[Provided data Boundary: Start]
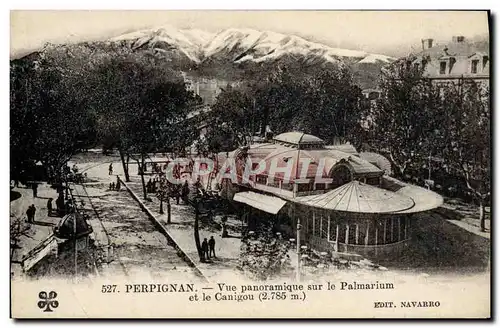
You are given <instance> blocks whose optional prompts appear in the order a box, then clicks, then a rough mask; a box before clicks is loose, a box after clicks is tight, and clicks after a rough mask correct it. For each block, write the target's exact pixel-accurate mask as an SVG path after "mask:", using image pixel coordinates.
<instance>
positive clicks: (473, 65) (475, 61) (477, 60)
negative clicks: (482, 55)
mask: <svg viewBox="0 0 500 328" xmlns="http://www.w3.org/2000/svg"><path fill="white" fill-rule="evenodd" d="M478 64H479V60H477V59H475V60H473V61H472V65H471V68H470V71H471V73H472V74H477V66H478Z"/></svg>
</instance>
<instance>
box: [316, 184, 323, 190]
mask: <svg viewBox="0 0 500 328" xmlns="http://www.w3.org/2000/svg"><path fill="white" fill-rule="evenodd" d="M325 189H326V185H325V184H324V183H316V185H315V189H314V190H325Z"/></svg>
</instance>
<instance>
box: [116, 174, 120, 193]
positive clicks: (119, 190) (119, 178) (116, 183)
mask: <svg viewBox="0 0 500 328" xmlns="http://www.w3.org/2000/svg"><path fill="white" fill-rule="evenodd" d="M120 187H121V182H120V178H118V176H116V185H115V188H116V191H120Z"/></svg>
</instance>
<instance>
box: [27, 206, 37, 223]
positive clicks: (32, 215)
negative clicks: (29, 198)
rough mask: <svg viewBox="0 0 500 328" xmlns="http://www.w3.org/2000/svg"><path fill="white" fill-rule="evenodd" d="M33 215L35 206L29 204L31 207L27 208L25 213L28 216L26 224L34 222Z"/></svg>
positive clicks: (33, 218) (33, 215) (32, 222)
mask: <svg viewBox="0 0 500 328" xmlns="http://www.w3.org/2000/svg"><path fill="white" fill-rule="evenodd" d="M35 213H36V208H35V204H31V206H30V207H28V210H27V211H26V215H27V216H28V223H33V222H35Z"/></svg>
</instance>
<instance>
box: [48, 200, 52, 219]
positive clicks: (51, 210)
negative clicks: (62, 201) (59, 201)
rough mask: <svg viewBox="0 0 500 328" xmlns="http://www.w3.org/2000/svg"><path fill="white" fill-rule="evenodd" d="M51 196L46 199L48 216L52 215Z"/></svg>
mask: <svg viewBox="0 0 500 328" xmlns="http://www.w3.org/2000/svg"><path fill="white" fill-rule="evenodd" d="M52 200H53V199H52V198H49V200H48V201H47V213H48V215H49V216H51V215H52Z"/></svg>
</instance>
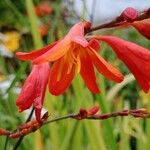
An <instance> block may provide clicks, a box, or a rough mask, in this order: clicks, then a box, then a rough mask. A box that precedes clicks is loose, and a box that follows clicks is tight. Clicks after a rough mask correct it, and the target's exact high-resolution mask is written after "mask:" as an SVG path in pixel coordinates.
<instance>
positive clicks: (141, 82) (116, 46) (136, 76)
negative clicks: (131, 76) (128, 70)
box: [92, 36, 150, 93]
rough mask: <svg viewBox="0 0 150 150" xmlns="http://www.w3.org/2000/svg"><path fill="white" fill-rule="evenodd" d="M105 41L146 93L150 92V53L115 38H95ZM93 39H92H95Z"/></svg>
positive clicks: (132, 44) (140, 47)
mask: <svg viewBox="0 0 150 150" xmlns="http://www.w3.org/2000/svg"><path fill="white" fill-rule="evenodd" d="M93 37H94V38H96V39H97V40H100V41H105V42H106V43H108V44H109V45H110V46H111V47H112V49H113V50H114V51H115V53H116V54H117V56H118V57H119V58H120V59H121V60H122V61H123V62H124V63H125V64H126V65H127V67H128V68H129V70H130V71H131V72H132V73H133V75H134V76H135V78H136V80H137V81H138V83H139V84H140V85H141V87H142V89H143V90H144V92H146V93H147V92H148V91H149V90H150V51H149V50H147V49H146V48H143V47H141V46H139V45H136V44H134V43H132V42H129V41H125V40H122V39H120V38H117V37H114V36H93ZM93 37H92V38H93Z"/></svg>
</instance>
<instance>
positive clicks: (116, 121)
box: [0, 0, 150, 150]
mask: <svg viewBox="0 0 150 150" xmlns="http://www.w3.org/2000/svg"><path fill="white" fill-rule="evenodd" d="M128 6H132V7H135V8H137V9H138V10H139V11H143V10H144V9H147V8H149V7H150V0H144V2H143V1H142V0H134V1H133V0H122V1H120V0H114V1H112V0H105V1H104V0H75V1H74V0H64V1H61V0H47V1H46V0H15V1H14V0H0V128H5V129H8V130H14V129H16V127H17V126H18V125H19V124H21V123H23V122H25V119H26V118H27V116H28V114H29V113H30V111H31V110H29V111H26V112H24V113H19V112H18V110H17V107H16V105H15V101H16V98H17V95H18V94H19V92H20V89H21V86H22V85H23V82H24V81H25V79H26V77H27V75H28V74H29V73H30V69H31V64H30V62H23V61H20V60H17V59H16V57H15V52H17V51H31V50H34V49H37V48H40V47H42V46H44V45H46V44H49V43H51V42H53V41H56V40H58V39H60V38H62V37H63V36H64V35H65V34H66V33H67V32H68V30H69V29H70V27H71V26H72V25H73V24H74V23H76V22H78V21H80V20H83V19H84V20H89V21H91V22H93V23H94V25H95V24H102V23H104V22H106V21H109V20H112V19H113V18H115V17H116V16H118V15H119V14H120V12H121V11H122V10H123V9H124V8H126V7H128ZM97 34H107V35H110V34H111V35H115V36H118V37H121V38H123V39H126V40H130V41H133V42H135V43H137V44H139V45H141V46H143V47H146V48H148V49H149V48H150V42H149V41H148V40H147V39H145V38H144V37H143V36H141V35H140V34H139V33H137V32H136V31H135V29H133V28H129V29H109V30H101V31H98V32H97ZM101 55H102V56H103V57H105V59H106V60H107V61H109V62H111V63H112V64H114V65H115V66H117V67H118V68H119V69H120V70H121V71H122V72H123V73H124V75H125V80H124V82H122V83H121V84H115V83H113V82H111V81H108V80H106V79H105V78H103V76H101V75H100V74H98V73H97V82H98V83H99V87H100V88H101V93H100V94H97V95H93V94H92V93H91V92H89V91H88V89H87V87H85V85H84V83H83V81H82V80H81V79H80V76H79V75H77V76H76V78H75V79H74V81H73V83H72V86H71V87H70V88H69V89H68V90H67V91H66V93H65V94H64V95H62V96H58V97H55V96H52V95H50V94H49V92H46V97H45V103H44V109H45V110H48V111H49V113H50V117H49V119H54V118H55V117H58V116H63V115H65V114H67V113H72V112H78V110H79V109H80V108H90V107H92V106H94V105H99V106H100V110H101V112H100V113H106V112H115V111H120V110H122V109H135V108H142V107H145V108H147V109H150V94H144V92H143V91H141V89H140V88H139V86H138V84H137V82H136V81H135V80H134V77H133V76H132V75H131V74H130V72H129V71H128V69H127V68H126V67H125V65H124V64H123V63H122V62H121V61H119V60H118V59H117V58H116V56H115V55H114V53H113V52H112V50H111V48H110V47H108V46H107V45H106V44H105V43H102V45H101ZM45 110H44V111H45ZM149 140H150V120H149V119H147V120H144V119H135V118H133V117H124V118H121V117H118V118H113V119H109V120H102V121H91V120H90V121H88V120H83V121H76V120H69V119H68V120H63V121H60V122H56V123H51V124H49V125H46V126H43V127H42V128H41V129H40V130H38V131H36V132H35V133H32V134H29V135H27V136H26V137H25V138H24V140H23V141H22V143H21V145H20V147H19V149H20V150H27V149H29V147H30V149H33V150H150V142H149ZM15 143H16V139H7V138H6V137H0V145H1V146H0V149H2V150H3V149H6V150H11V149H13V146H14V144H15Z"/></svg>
[Provided data Boundary: End]
Problem to work on: Restating the data word for word is the task, and pictures are to be omitted.

Result of the task:
You are given <instance> blocks whose optional prompts appear in the order a box, then clicks, then a rough mask; a box before clicks is loose, a box after clicks is tight, and clicks after a rough mask correct it. For each block, write the target's exact pixel-accurate mask as an SVG path after "mask:", using image pixel coordinates.
<instance>
positive clicks: (473, 65) (475, 61) (477, 60)
negative clicks: (482, 55)
mask: <svg viewBox="0 0 500 328" xmlns="http://www.w3.org/2000/svg"><path fill="white" fill-rule="evenodd" d="M478 64H479V60H477V59H475V60H473V61H472V65H471V68H470V71H471V73H472V74H477V66H478Z"/></svg>
</instance>
<instance>
box: [316, 184, 323, 190]
mask: <svg viewBox="0 0 500 328" xmlns="http://www.w3.org/2000/svg"><path fill="white" fill-rule="evenodd" d="M325 189H326V185H325V184H324V183H316V185H315V189H314V190H325Z"/></svg>
</instance>
<instance>
box: [116, 174, 120, 193]
positive clicks: (119, 190) (119, 178) (116, 183)
mask: <svg viewBox="0 0 500 328" xmlns="http://www.w3.org/2000/svg"><path fill="white" fill-rule="evenodd" d="M120 187H121V182H120V178H118V176H116V185H115V188H116V191H120Z"/></svg>
</instance>
<instance>
box: [27, 206, 37, 223]
positive clicks: (32, 215)
negative clicks: (29, 198)
rough mask: <svg viewBox="0 0 500 328" xmlns="http://www.w3.org/2000/svg"><path fill="white" fill-rule="evenodd" d="M33 215L35 206L29 204L31 207L27 208L25 213L28 216L26 224L34 222Z"/></svg>
positive clicks: (33, 218) (33, 215) (32, 222)
mask: <svg viewBox="0 0 500 328" xmlns="http://www.w3.org/2000/svg"><path fill="white" fill-rule="evenodd" d="M35 213H36V208H35V204H31V206H30V207H28V210H27V211H26V215H27V216H28V223H33V222H35Z"/></svg>
</instance>
<instance>
box: [48, 200, 52, 219]
positive clicks: (51, 210)
negative clicks: (62, 201) (59, 201)
rough mask: <svg viewBox="0 0 500 328" xmlns="http://www.w3.org/2000/svg"><path fill="white" fill-rule="evenodd" d="M51 196L46 199L48 216L52 215Z"/></svg>
mask: <svg viewBox="0 0 500 328" xmlns="http://www.w3.org/2000/svg"><path fill="white" fill-rule="evenodd" d="M52 200H53V199H52V198H49V200H48V201H47V213H48V215H49V216H51V215H52Z"/></svg>
</instance>
An <instance> block may provide clicks, a box, or a rough mask, in this order: clicks, then a box, then a rough mask. A box that precedes clicks is loose, and a box that follows clicks is tight. Clicks after a rough mask correct it, and the target's exact high-resolution mask is written after "mask:" as an SVG path in pixel coordinates.
<instance>
positive clicks: (141, 82) (116, 46) (136, 76)
negative clicks: (131, 76) (128, 70)
box: [92, 36, 150, 93]
rough mask: <svg viewBox="0 0 150 150" xmlns="http://www.w3.org/2000/svg"><path fill="white" fill-rule="evenodd" d="M105 41L146 93L150 92V53L115 38H95ZM93 39H92H95Z"/></svg>
positive clicks: (132, 44) (140, 47)
mask: <svg viewBox="0 0 150 150" xmlns="http://www.w3.org/2000/svg"><path fill="white" fill-rule="evenodd" d="M93 37H94V38H96V39H97V40H100V41H105V42H106V43H108V44H109V45H110V46H111V47H112V49H113V50H114V51H115V53H116V54H117V56H118V57H119V58H120V59H121V60H122V61H123V62H124V63H125V64H126V65H127V67H128V68H129V70H130V71H131V72H132V73H133V75H134V76H135V78H136V80H137V81H138V83H139V84H140V85H141V87H142V89H143V90H144V92H146V93H147V92H148V91H149V90H150V51H149V50H147V49H146V48H143V47H141V46H139V45H136V44H134V43H132V42H129V41H125V40H122V39H120V38H117V37H114V36H93ZM93 37H92V38H93Z"/></svg>
</instance>
<instance>
positive clicks: (116, 121)
box: [0, 0, 150, 150]
mask: <svg viewBox="0 0 150 150" xmlns="http://www.w3.org/2000/svg"><path fill="white" fill-rule="evenodd" d="M128 6H132V7H135V8H137V9H138V10H139V11H143V10H144V9H147V8H149V7H150V0H144V2H143V1H142V0H134V1H133V0H122V1H120V0H114V1H112V0H105V1H104V0H75V1H74V0H64V1H61V0H47V1H46V0H15V1H14V0H0V128H5V129H8V130H14V129H16V127H17V126H18V125H19V124H21V123H23V122H25V119H26V118H27V116H28V114H29V113H30V111H31V110H29V111H26V112H24V113H19V112H18V110H17V107H16V105H15V101H16V98H17V95H18V94H19V92H20V89H21V86H22V85H23V82H24V81H25V79H26V77H27V75H28V74H29V73H30V69H31V64H30V62H23V61H20V60H17V59H16V57H15V52H17V51H31V50H34V49H37V48H40V47H42V46H44V45H46V44H49V43H51V42H53V41H56V40H58V39H60V38H62V37H63V36H64V35H65V34H66V33H67V32H68V30H69V29H70V27H71V26H72V25H73V24H74V23H76V22H78V21H80V20H83V19H84V20H89V21H91V22H93V23H94V25H95V24H102V23H104V22H106V21H109V20H112V19H113V18H115V17H116V16H118V15H119V14H120V12H121V11H122V10H123V9H124V8H126V7H128ZM97 34H107V35H110V34H111V35H115V36H118V37H121V38H123V39H126V40H130V41H133V42H135V43H137V44H139V45H141V46H143V47H146V48H148V49H149V48H150V42H149V41H148V40H147V39H145V38H144V37H143V36H141V35H140V34H139V33H137V32H136V31H135V29H133V28H129V29H109V30H101V31H98V32H97ZM101 55H102V56H103V57H105V59H106V60H107V61H109V62H111V63H112V64H114V65H115V66H117V67H118V68H119V69H120V70H121V71H122V72H123V73H124V75H125V80H124V82H122V83H121V84H115V83H113V82H111V81H108V80H106V79H105V78H103V76H101V75H100V74H98V73H97V82H98V83H99V87H100V88H101V93H100V94H97V95H93V94H92V93H91V92H89V91H88V89H87V87H85V85H84V83H83V81H82V80H81V79H80V76H79V75H77V76H76V78H75V79H74V81H73V83H72V86H71V87H70V88H69V89H68V90H67V91H66V93H65V94H64V95H62V96H58V97H55V96H52V95H50V94H49V92H46V97H45V103H44V109H45V110H48V111H49V113H50V117H49V119H54V118H55V117H58V116H63V115H65V114H67V113H72V112H78V110H79V109H80V108H90V107H92V106H94V105H99V106H100V110H101V112H100V113H106V112H115V111H120V110H122V109H135V108H142V107H145V108H147V109H150V94H144V92H143V91H141V89H140V88H139V86H138V84H137V82H136V81H135V80H134V77H133V76H132V75H131V74H130V72H129V71H128V69H127V68H126V67H125V65H124V64H123V63H122V62H121V61H119V60H118V59H117V58H116V56H115V55H114V53H113V52H112V50H111V48H110V47H108V46H107V45H106V44H105V43H102V45H101ZM45 110H44V111H45ZM149 140H150V120H149V119H147V120H144V119H135V118H133V117H124V118H121V117H118V118H113V119H109V120H102V121H91V120H90V121H88V120H83V121H76V120H69V119H68V120H63V121H60V122H56V123H51V124H49V125H46V126H43V127H42V128H41V129H40V130H38V131H36V132H35V133H32V134H29V135H27V136H26V137H25V138H24V140H23V141H22V143H21V145H20V147H19V149H20V150H27V149H29V147H30V149H33V150H150V142H149ZM15 143H16V139H7V138H6V137H0V145H1V146H0V149H2V150H3V149H6V150H11V149H13V146H14V144H15Z"/></svg>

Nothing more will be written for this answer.